What is expected » Copy every line of the listing below, character for character, with no changes.

Source material »
== Segment start ==
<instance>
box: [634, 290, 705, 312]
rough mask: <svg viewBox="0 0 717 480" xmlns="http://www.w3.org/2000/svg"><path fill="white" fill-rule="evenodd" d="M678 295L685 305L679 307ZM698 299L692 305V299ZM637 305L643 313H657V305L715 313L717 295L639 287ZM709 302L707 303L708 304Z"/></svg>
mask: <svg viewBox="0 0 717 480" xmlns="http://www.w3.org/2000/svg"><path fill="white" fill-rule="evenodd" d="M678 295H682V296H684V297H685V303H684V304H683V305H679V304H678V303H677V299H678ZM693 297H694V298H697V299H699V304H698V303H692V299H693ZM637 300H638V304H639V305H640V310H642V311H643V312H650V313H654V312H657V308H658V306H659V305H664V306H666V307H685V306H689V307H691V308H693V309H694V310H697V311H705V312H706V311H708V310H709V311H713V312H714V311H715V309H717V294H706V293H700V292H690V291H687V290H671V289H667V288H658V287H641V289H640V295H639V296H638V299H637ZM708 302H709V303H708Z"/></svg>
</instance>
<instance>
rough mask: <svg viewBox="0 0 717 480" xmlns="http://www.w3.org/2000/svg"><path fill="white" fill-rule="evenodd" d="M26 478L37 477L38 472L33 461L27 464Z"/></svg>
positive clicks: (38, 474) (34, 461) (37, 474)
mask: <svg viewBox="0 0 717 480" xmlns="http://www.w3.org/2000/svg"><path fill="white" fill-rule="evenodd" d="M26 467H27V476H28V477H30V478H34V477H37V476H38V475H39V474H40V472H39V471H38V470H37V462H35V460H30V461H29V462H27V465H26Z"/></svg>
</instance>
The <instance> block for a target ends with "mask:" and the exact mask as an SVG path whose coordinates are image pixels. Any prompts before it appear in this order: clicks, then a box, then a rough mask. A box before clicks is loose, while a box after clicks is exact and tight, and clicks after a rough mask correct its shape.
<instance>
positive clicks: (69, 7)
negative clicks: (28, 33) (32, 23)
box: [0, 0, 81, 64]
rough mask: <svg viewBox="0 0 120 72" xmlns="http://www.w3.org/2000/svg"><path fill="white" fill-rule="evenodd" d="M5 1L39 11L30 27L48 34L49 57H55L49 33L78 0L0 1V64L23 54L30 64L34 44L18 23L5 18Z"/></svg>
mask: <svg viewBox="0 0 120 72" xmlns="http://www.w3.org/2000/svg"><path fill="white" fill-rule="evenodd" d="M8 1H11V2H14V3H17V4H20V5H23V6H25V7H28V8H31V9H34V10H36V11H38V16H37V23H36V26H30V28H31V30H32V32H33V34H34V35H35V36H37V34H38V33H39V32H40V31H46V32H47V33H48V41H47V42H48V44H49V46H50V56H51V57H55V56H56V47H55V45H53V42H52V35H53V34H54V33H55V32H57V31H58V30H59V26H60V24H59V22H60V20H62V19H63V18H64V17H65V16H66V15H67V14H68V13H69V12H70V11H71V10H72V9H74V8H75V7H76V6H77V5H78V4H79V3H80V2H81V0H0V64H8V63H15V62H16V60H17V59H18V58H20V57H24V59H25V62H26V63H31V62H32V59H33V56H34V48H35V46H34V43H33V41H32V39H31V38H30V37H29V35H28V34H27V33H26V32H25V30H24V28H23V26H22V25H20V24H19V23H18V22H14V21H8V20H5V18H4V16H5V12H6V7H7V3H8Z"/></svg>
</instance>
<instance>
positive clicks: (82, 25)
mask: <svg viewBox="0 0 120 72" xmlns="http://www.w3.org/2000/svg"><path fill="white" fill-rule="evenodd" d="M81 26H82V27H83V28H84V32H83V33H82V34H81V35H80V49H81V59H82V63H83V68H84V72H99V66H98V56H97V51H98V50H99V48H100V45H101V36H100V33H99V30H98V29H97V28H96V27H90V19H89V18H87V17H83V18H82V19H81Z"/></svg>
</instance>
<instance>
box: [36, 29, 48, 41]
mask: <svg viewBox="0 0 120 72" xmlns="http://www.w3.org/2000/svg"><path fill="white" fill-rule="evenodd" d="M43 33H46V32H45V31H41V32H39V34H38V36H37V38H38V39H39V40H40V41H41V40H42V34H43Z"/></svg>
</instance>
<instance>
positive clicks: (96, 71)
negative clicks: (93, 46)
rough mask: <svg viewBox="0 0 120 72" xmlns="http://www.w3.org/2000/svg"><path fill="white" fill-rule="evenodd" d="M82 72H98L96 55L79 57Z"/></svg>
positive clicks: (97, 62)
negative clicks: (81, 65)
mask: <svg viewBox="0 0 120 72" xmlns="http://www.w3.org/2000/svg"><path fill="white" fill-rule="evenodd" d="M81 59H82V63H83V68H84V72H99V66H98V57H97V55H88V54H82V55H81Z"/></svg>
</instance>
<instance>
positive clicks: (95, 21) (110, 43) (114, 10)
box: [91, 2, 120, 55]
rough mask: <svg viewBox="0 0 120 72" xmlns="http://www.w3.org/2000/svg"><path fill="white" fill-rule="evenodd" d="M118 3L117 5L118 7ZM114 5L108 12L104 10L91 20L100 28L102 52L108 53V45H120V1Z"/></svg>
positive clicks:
== Segment end ==
The completed task »
<instance>
box: [634, 290, 705, 312]
rough mask: <svg viewBox="0 0 717 480" xmlns="http://www.w3.org/2000/svg"><path fill="white" fill-rule="evenodd" d="M678 295L685 305L679 307ZM698 299L692 305V299ZM637 305L643 313H657V305L715 313L717 295L639 287ZM709 302L707 303L708 304Z"/></svg>
mask: <svg viewBox="0 0 717 480" xmlns="http://www.w3.org/2000/svg"><path fill="white" fill-rule="evenodd" d="M678 295H682V296H684V297H685V303H684V304H683V305H679V304H678V303H677V299H678ZM693 297H694V298H697V299H699V304H698V303H692V299H693ZM637 300H638V304H639V305H640V310H642V311H643V312H650V313H654V312H657V308H658V306H659V305H664V306H666V307H685V306H689V307H691V308H693V309H694V310H697V311H705V312H706V311H708V310H709V311H713V312H714V311H715V309H717V294H706V293H700V292H690V291H687V290H671V289H667V288H658V287H641V289H640V295H639V296H638V299H637ZM708 302H709V303H708Z"/></svg>
</instance>
<instance>
rough mask: <svg viewBox="0 0 717 480" xmlns="http://www.w3.org/2000/svg"><path fill="white" fill-rule="evenodd" d="M26 478L37 477L38 472L33 461L27 464Z"/></svg>
positive clicks: (38, 474) (34, 461) (37, 474)
mask: <svg viewBox="0 0 717 480" xmlns="http://www.w3.org/2000/svg"><path fill="white" fill-rule="evenodd" d="M26 467H27V476H28V477H30V478H34V477H37V476H38V475H39V474H40V472H39V471H38V470H37V462H35V460H30V461H29V462H27V465H26Z"/></svg>
</instance>
The <instance> block for a target ends with "mask:" and the exact mask as an SVG path whose coordinates are image pixels. Any prompts before it appear in this order: clicks, then a box, then a rough mask. A box before clicks is loose, while a box after clicks is exact and tight, and clicks after a rough mask correct its shape.
<instance>
positive clicks: (69, 7)
negative clicks: (28, 33) (32, 23)
box: [0, 0, 81, 64]
rough mask: <svg viewBox="0 0 120 72" xmlns="http://www.w3.org/2000/svg"><path fill="white" fill-rule="evenodd" d="M5 1L39 11L30 27L48 34L49 57H55L49 33L78 0L0 1V64L23 54L30 64L34 44L18 23L5 18Z"/></svg>
mask: <svg viewBox="0 0 120 72" xmlns="http://www.w3.org/2000/svg"><path fill="white" fill-rule="evenodd" d="M8 1H11V2H14V3H17V4H20V5H23V6H25V7H28V8H31V9H34V10H36V11H38V16H37V23H36V26H30V28H31V30H32V32H33V34H34V35H35V36H37V34H38V33H39V32H40V31H46V32H47V33H48V41H47V42H48V44H49V46H50V56H51V57H55V56H56V47H55V45H53V42H52V35H53V34H54V33H55V32H57V31H58V30H59V26H60V24H59V22H60V20H62V19H63V18H64V17H65V16H66V15H67V14H68V13H69V12H70V11H71V10H72V9H74V8H75V7H76V6H77V5H78V4H79V3H80V2H81V0H0V64H8V63H15V62H16V60H17V59H18V58H20V57H24V59H25V62H26V63H31V62H32V59H33V56H34V48H35V46H34V43H33V41H32V39H31V38H30V37H29V35H28V34H27V33H26V32H25V30H24V28H23V26H22V25H20V24H19V23H18V22H14V21H8V20H5V18H4V16H5V12H6V7H7V3H8Z"/></svg>
</instance>
<instance>
positive clicks: (82, 25)
mask: <svg viewBox="0 0 120 72" xmlns="http://www.w3.org/2000/svg"><path fill="white" fill-rule="evenodd" d="M81 26H82V27H83V28H84V32H83V33H82V34H81V35H80V49H81V59H82V63H83V68H84V72H99V66H98V56H97V51H98V50H99V48H100V45H101V36H100V33H99V30H98V29H97V28H96V27H90V19H89V18H87V17H83V18H82V19H81Z"/></svg>
</instance>
<instance>
box: [36, 29, 48, 41]
mask: <svg viewBox="0 0 120 72" xmlns="http://www.w3.org/2000/svg"><path fill="white" fill-rule="evenodd" d="M43 33H46V32H45V31H41V32H39V34H38V36H37V38H38V39H39V40H40V41H41V40H42V34H43Z"/></svg>
</instance>
<instance>
positive clicks: (96, 71)
negative clicks: (93, 46)
rough mask: <svg viewBox="0 0 120 72" xmlns="http://www.w3.org/2000/svg"><path fill="white" fill-rule="evenodd" d="M82 72H98L96 55L79 57Z"/></svg>
positive clicks: (97, 62)
negative clicks: (81, 65)
mask: <svg viewBox="0 0 120 72" xmlns="http://www.w3.org/2000/svg"><path fill="white" fill-rule="evenodd" d="M81 59H82V63H83V68H84V72H99V66H98V57H97V55H88V54H82V55H81Z"/></svg>
</instance>
<instance>
positive clicks: (95, 21) (110, 43) (114, 10)
box: [91, 2, 120, 55]
rough mask: <svg viewBox="0 0 120 72" xmlns="http://www.w3.org/2000/svg"><path fill="white" fill-rule="evenodd" d="M118 3L117 5L118 7ZM114 5L108 12L104 10L91 20L100 28L102 52L108 53V45H120V1Z"/></svg>
positive clicks:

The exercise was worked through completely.